Top of DATA RECORDS

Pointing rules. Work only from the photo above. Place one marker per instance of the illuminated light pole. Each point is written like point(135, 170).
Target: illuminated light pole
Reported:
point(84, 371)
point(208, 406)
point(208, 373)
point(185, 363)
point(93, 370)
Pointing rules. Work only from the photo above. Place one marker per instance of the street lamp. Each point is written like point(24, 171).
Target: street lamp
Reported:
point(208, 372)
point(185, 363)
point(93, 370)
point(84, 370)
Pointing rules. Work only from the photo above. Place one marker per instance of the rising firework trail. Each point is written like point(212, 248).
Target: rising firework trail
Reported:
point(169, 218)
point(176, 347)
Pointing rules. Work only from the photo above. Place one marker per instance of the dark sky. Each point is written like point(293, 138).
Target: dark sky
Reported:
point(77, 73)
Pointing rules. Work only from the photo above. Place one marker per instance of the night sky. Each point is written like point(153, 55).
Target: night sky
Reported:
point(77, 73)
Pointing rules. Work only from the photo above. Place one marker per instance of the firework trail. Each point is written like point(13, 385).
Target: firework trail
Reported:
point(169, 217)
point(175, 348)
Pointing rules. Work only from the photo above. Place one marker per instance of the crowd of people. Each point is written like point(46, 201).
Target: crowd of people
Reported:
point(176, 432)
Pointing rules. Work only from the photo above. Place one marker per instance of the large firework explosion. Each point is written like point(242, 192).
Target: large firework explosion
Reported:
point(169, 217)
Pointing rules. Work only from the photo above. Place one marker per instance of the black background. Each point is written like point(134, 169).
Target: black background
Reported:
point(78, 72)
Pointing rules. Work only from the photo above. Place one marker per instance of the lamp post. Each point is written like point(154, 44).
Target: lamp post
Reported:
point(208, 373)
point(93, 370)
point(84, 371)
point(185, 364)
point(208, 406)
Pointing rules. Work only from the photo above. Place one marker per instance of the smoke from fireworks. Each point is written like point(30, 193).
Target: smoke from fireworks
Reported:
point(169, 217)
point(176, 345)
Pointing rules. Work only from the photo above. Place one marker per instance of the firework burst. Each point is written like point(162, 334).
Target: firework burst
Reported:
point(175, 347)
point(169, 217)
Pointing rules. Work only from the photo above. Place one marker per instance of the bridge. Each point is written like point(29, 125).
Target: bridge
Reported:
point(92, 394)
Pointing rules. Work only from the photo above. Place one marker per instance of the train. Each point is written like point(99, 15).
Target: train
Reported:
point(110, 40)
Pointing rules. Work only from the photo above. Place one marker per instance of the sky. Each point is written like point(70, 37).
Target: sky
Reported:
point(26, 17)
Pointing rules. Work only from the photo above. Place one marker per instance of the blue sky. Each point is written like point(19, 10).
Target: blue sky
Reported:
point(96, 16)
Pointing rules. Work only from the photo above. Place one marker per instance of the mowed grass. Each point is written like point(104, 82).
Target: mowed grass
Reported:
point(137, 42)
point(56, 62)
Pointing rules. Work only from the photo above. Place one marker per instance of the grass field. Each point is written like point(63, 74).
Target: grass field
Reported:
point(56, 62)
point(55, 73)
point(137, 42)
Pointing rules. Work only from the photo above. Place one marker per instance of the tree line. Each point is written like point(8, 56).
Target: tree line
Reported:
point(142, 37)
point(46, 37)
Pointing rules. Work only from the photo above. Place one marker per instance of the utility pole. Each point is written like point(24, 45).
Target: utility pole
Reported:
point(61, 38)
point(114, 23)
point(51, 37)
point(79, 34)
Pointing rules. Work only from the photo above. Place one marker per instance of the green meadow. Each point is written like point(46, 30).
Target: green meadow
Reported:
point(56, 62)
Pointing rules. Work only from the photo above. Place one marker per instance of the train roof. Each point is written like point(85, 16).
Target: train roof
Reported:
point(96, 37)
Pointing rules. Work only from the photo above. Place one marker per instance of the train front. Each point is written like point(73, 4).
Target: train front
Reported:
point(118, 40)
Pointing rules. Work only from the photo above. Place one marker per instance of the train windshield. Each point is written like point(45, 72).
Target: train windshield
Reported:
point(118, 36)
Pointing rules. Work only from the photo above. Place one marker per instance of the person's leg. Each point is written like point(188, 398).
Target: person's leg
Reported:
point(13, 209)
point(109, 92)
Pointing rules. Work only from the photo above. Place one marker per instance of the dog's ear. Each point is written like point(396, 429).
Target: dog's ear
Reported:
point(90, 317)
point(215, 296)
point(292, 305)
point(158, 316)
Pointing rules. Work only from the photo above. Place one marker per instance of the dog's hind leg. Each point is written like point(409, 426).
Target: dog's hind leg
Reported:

Bottom of DATA RECORDS

#### WHAT THE TASK ASKS:
Repeat every record exactly as written, please.

#### ANSWER BELOW:
Pointing rules. Work only from the photo above. Place one marker per instance of the illuminated light pole. Each point is written like point(135, 170).
Target: illuminated light pole
Reported:
point(84, 371)
point(208, 406)
point(208, 373)
point(185, 363)
point(93, 370)
Pointing rules. Work only from the photo above. Place one marker per instance of the street lamp. Each point is written like point(24, 171).
Target: street lamp
Reported:
point(208, 372)
point(185, 363)
point(93, 370)
point(84, 370)
Pointing rules. Work only from the photo above. Place one marker per instance of the rising firework trail. Each point is written like point(212, 248).
Target: rising firework trail
Reported:
point(169, 218)
point(176, 347)
Pointing rules. Work only from the photo above. Place one marker per instance of the dark sky. Each point is written like point(293, 138).
Target: dark sky
Reported:
point(77, 73)
Pointing rules. Work only from the photo above. Place one marker per instance of the night sky. Each point is written like point(153, 55).
Target: night sky
Reported:
point(77, 73)
Pointing rules. Work only from the photo above. Place one marker per instance of the firework trail. Each point is written like point(13, 385).
Target: firework trail
Reported:
point(169, 217)
point(175, 348)
Pointing rules. Work only from the photo above. Place one marker per instance of the crowd of people. Each point is written like point(46, 201).
Target: crowd of people
Reported:
point(176, 432)
Pointing rules. Work only from the photo above. Place one marker per instance of the large firework explosion. Each point is written like point(242, 192).
Target: large firework explosion
Reported:
point(169, 217)
Pointing rules. Work only from the photo above. Place one marker per instance of the black background. Each point is written like point(134, 169).
Target: black background
Reported:
point(78, 72)
Pointing rules. Work only from the photo above. Place one marker per instance of the lamp post. Each point is written like point(154, 44).
Target: lamp post
Reported:
point(208, 373)
point(93, 370)
point(84, 371)
point(185, 364)
point(208, 406)
Pointing rules. Work only from the photo above. Place one marker per instance of the smoke from fireworks. Each point is written like point(30, 193).
Target: smoke from fireworks
Reported:
point(169, 217)
point(176, 345)
Pointing rules. Work only from the photo above. Place one marker per instance of the firework burst. Each point is written like point(162, 334).
Target: firework burst
Reported:
point(175, 347)
point(169, 217)
Pointing rules. Work only from the photo above. Place one marker per instance of the bridge. Each point is written like point(29, 125).
Target: bridge
Reported:
point(92, 394)
Pointing rules. Work only from the photo above. Place one marker per instance of the train. Each point is written like point(99, 15).
Target: train
Reported:
point(110, 40)
Pointing rules. Work only from the photo above. Place one marker per instance of the sky. Each point is written like point(70, 37).
Target: sky
Reported:
point(26, 17)
Pointing rules. Work only from the photo above. Place one marker per instance of the blue sky. Each point is written like point(19, 10).
Target: blue sky
Reported:
point(96, 16)
Pointing rules. Work only from the photo above. Place one marker per instance of the mowed grass. Each point is written like point(104, 82).
Target: mowed grass
Reported:
point(137, 42)
point(56, 62)
Pointing rules. Work only from the photo above. Place one marker per instance of the grass field. Each point is written like point(63, 74).
Target: grass field
Reported:
point(56, 62)
point(55, 73)
point(137, 42)
Pointing rules. Work only from the photo above. Place one marker per instance of the tree line. Each point is written like point(8, 56).
Target: tree line
Reported:
point(142, 37)
point(46, 37)
Pointing rules. Work only from the photo above. Place one marker per instance of the utility pole. Each point is written like point(24, 45).
Target: utility pole
Reported:
point(61, 38)
point(114, 23)
point(51, 37)
point(79, 34)
Pointing rules. Work only from the photo above. Place one marker per instance of the green meadow. Each point is written like point(46, 30).
Target: green meadow
Reported:
point(56, 62)
Pointing rules. Work only from the photo above. Place one marker per instance of the train roof. Each point is written like point(85, 16).
Target: train roof
Reported:
point(96, 37)
Pointing rules. Work only from the photo above. Place one marker per instance of the train front. Each point is written like point(73, 4).
Target: train front
Reported:
point(118, 40)
Pointing rules. Work only from the photo above. Place one marker per instance of the train windshield. Each point is written like point(45, 72).
Target: train windshield
Reported:
point(118, 36)
Pointing rules. Work only from the photo above. Place one marker per instance of the person's leg. Each point is written like point(188, 398).
Target: person's leg
Reported:
point(13, 209)
point(109, 92)
Pointing rules. Work only from the photo above. Place one marker per instance of the dog's ear. Each point is written like point(396, 429).
Target: dog's ear
Reported:
point(90, 317)
point(215, 296)
point(292, 305)
point(158, 316)
Pointing rules. Work only from the photo above. Place one marker per instance of the dog's hind leg. Each point is written like point(409, 426).
Target: dog's hind leg
Reported:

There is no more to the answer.